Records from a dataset
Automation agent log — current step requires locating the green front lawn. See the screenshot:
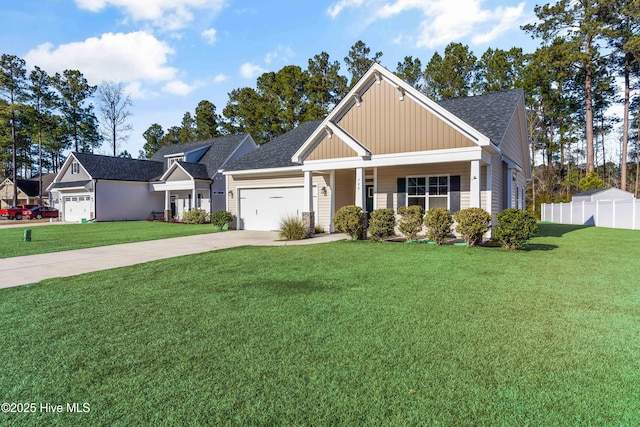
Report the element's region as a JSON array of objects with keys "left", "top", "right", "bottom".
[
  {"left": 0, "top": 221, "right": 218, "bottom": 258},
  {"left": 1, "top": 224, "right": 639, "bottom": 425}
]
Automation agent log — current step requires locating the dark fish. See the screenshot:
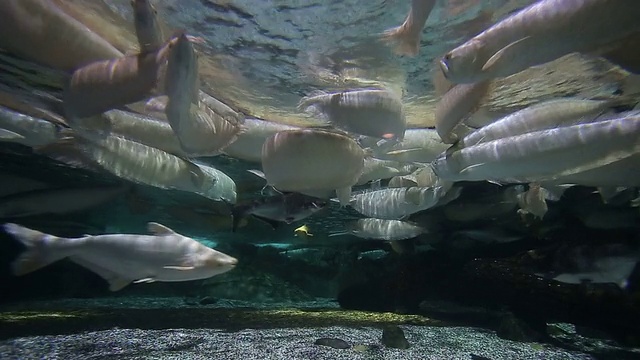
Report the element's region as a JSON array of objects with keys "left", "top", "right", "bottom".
...
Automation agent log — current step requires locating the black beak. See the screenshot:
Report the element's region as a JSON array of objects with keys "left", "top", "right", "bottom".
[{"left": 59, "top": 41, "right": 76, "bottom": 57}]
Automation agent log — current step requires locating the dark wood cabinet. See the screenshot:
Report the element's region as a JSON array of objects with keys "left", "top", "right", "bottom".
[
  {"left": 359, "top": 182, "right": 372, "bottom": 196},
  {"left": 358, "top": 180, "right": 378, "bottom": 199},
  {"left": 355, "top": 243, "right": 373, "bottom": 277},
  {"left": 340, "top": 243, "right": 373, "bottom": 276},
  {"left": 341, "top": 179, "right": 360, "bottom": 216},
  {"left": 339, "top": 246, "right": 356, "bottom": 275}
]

Exercise requirements :: Give back exactly the lines above from the one with "Automation agent log — current step requires locating the green" through the one with "the dark fish.", both included. Pictures don't belong in the copy.

Problem solution ::
Automation agent log — current step requires locating the green front lawn. See the screenshot:
Report the element's region as a JSON array of objects with keys "left", "top", "right", "bottom".
[
  {"left": 0, "top": 221, "right": 218, "bottom": 258},
  {"left": 1, "top": 224, "right": 639, "bottom": 425}
]
Automation agent log — current step requires locating the dark fish. See the screenshot:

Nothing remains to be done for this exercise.